● **Brief**
Report how many lines of the entries below contain the string "lane". Give only the number.

(Dataset excerpt)
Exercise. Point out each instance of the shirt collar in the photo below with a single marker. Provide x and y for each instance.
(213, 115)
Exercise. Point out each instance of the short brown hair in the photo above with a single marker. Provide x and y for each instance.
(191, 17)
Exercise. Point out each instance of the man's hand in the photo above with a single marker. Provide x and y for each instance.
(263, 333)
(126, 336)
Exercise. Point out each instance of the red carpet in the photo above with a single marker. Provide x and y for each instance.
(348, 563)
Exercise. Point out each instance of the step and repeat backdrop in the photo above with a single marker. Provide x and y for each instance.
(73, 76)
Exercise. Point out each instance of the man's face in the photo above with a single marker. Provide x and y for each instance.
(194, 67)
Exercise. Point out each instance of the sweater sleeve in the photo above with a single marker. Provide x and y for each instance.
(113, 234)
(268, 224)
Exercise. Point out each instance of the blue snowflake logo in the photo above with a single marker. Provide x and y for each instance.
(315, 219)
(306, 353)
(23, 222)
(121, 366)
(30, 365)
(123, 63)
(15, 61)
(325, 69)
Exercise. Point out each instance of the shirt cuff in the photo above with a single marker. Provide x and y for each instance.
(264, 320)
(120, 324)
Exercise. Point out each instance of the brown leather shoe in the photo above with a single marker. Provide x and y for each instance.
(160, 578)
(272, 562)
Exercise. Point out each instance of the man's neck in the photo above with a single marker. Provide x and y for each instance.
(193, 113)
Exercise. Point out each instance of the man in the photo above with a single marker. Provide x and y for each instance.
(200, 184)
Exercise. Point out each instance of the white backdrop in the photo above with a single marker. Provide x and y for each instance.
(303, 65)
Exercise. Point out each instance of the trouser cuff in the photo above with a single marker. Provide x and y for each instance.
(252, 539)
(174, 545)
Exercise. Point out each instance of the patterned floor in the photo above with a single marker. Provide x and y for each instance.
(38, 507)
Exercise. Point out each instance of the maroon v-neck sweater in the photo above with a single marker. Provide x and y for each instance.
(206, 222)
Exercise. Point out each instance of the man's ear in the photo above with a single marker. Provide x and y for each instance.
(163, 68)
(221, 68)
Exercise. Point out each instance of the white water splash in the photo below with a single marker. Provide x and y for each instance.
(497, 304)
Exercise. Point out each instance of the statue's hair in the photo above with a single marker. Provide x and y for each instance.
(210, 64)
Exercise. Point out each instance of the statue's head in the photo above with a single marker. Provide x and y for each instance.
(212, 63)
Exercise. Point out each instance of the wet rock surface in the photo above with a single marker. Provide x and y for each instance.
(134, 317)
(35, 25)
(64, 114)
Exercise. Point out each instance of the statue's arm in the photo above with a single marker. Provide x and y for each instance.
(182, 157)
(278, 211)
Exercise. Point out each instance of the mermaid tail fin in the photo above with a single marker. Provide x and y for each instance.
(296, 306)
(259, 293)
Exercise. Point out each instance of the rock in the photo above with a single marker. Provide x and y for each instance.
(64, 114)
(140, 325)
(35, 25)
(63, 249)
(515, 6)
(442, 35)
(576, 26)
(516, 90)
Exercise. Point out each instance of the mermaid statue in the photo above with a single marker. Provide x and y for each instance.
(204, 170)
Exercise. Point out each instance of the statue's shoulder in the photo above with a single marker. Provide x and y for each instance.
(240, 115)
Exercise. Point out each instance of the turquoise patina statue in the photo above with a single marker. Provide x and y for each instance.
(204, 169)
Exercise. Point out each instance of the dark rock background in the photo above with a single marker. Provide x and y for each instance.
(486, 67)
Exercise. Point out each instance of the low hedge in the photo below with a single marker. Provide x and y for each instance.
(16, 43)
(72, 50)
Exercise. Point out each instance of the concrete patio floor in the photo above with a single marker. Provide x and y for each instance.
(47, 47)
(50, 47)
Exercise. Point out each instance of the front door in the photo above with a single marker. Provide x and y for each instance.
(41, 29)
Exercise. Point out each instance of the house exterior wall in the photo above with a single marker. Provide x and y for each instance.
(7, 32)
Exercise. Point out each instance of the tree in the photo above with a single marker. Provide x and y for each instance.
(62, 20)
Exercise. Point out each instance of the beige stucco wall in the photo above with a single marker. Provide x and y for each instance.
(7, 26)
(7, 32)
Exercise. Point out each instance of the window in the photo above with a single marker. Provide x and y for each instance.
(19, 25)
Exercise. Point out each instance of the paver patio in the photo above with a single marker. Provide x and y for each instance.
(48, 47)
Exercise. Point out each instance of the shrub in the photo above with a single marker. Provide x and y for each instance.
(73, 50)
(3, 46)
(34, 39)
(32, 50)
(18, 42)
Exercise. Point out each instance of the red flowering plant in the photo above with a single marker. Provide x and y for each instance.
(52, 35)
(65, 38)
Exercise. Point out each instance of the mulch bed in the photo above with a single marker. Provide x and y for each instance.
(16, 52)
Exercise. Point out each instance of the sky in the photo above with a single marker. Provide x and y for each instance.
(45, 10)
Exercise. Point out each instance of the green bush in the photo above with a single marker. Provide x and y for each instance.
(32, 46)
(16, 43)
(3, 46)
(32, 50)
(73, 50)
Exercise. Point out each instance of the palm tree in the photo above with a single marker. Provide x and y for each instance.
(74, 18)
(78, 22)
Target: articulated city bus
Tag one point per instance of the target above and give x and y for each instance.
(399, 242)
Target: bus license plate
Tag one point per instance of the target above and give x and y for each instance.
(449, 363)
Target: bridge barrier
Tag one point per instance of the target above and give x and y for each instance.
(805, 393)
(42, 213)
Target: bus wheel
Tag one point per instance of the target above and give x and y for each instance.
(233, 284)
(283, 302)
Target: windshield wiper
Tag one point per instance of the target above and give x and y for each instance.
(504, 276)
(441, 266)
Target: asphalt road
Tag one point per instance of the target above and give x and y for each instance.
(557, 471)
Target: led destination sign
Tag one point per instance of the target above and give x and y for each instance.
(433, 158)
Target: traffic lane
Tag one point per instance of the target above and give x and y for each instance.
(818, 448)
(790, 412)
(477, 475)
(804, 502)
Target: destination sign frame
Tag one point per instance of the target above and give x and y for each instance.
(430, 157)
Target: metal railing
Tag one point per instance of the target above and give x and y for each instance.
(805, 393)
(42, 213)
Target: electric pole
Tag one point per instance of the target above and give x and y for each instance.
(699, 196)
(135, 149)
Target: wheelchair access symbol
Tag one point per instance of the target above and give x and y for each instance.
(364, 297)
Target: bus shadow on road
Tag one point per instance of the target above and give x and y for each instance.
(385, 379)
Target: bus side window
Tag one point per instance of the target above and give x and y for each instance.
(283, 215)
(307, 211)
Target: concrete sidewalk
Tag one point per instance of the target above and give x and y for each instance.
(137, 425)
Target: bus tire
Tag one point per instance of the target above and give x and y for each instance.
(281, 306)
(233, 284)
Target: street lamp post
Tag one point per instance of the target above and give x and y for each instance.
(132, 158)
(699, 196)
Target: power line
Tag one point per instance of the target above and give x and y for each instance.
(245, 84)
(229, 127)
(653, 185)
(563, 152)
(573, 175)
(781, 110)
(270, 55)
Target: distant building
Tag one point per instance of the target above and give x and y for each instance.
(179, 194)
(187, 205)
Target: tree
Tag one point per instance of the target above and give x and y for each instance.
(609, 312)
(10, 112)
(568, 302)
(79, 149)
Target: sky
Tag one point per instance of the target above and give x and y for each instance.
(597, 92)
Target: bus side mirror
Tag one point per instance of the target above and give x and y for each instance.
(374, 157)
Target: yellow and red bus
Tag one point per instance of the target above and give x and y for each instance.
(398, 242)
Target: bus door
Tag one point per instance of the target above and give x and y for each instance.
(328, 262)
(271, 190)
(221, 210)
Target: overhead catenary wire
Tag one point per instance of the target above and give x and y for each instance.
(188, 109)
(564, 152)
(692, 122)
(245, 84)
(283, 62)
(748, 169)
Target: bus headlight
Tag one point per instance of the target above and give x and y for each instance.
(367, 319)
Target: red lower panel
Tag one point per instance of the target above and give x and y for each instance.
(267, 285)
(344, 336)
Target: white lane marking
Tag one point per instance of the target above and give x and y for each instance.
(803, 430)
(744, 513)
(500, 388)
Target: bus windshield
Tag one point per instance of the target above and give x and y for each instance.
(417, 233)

* * *

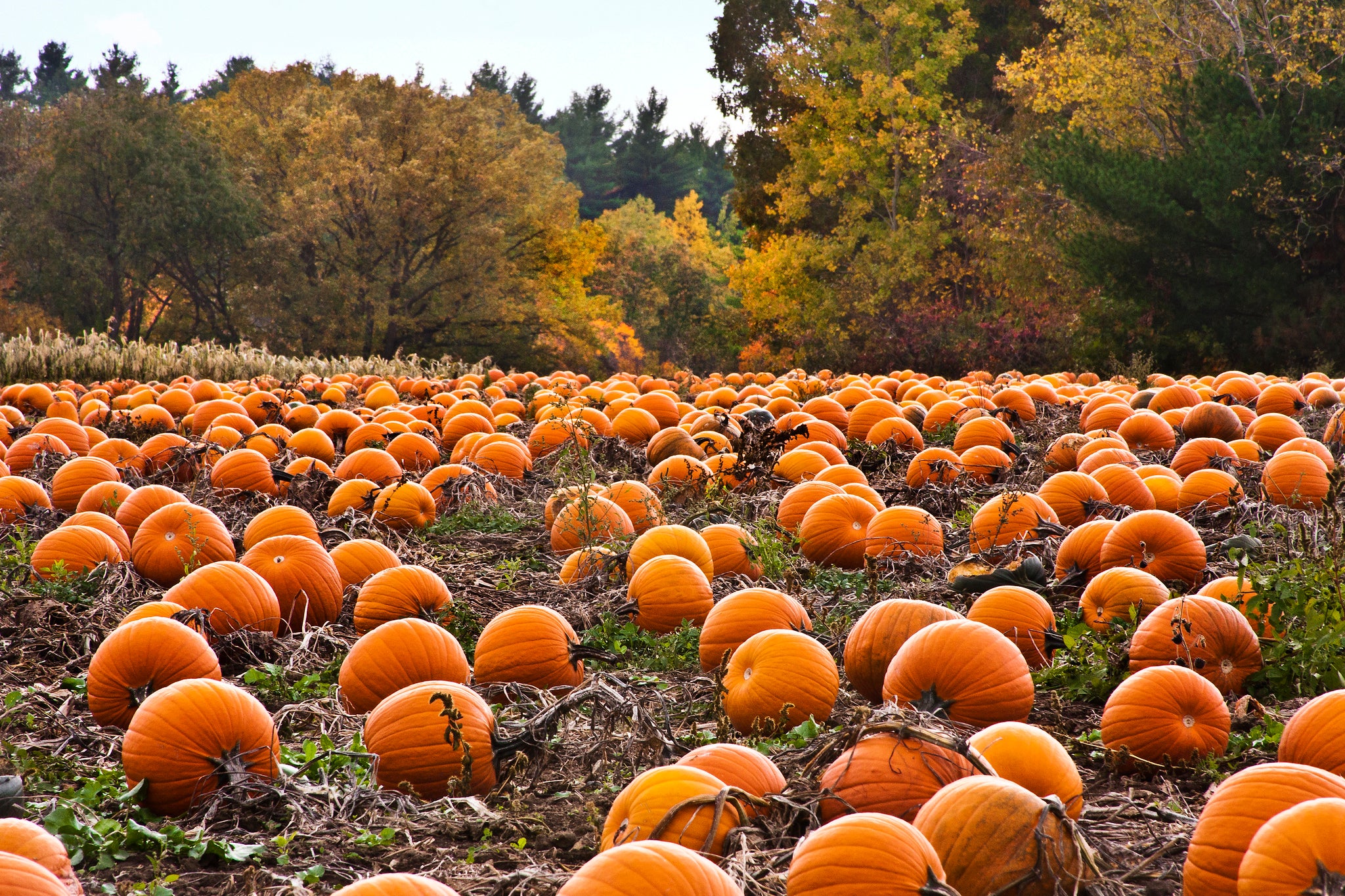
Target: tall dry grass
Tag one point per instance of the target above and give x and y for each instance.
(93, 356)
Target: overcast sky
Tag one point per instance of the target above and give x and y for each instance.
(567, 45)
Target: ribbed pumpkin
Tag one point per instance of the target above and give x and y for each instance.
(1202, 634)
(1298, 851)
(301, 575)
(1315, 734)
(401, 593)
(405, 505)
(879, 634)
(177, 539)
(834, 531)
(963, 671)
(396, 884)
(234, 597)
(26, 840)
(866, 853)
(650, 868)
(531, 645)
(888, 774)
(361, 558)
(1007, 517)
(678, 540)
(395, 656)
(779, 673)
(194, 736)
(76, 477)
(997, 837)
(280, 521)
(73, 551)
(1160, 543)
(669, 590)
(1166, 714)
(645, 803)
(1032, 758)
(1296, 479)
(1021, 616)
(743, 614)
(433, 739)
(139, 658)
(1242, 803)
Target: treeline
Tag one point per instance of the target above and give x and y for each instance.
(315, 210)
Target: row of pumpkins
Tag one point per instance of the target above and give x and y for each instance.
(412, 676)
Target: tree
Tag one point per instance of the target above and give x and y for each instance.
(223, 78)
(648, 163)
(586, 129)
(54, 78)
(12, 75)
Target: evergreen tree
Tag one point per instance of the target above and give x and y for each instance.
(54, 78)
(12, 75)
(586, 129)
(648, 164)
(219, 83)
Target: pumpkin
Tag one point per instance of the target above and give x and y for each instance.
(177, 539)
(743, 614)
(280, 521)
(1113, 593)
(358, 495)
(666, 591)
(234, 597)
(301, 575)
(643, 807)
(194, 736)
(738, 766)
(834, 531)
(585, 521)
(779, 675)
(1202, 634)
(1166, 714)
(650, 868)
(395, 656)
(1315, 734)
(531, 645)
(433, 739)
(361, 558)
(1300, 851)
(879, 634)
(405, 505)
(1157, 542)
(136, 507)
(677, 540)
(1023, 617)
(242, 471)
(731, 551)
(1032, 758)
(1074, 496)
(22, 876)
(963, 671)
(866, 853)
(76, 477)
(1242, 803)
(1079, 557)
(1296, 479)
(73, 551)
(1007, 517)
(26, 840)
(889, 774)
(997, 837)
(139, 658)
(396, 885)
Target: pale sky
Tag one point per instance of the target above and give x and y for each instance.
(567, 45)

* * *

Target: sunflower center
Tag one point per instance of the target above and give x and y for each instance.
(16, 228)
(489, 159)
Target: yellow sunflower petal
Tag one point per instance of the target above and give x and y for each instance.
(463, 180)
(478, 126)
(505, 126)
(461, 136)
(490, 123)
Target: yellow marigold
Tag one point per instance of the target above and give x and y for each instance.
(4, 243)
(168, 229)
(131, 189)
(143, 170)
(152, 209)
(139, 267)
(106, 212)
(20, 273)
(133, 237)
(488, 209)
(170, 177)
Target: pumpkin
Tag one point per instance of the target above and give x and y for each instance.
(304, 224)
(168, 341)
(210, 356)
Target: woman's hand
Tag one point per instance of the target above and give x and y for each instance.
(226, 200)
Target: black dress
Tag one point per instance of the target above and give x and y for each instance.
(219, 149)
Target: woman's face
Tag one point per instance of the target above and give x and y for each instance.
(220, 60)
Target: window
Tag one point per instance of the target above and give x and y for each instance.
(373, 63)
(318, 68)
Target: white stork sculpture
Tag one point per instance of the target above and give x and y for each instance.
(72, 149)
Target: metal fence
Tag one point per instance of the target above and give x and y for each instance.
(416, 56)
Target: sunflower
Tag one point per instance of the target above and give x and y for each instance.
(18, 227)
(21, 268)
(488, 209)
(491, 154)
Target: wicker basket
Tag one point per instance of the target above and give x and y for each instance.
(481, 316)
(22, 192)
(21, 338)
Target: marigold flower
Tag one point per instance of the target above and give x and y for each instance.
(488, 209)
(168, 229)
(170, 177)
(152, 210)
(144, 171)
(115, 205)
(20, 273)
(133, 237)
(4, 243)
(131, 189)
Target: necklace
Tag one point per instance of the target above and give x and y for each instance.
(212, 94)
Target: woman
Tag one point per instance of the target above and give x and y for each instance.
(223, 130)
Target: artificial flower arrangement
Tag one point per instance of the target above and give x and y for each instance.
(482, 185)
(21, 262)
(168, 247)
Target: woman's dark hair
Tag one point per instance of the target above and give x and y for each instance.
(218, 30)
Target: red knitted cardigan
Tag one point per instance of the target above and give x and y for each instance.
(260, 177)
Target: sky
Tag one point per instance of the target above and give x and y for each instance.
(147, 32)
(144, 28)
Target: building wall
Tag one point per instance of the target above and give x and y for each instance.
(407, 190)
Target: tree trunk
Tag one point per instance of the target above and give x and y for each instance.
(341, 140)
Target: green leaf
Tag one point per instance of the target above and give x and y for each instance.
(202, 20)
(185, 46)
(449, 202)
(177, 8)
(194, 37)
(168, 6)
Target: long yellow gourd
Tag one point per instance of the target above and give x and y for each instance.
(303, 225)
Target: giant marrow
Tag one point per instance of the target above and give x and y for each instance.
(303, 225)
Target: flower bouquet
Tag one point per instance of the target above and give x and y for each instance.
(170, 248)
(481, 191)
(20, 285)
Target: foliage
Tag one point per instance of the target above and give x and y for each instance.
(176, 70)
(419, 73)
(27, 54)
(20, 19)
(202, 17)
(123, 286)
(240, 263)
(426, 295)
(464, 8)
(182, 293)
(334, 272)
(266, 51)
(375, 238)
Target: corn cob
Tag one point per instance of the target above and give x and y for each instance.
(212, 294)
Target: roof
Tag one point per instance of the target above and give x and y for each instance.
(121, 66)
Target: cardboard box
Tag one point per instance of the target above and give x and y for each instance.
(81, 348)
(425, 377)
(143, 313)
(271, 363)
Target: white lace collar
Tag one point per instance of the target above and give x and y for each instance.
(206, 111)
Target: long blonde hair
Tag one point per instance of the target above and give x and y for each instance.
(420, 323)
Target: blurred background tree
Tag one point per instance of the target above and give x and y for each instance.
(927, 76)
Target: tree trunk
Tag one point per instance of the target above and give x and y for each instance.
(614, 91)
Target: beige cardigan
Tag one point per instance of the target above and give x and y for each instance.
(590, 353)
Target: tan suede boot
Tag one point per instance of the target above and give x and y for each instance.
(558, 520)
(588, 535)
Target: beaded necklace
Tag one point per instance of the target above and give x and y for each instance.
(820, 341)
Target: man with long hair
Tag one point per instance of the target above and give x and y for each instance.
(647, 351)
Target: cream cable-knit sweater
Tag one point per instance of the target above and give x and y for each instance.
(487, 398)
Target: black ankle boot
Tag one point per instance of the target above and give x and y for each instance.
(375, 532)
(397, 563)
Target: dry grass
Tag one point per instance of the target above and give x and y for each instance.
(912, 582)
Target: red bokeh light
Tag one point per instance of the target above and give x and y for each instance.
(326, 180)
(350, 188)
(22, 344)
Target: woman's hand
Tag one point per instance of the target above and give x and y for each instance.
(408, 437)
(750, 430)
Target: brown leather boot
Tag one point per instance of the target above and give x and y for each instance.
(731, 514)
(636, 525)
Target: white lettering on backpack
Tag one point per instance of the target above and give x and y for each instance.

● **The completed task**
2